**Data provided:**

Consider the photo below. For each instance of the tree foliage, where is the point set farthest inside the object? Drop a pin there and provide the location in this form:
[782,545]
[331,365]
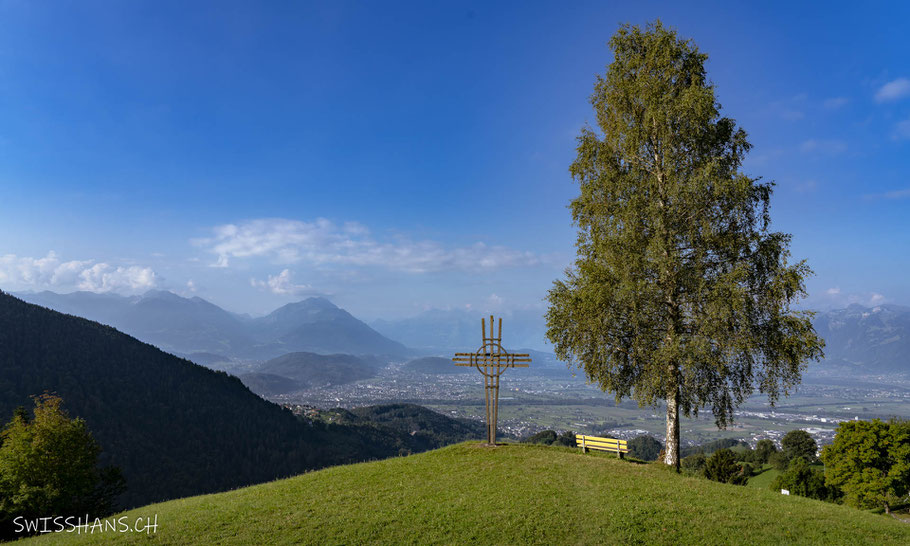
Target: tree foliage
[680,291]
[763,450]
[805,481]
[722,467]
[49,466]
[870,462]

**Work to complete:**
Copy the items above word for word, leaving out the pictures.

**Worked answer:**
Consider the photo below. For each instance of the tree foliage, where is the point set farthest inside the object? Drop a pin there and provide the location in this form:
[782,545]
[331,365]
Target: tree foliage
[680,291]
[763,450]
[805,481]
[722,467]
[49,466]
[870,462]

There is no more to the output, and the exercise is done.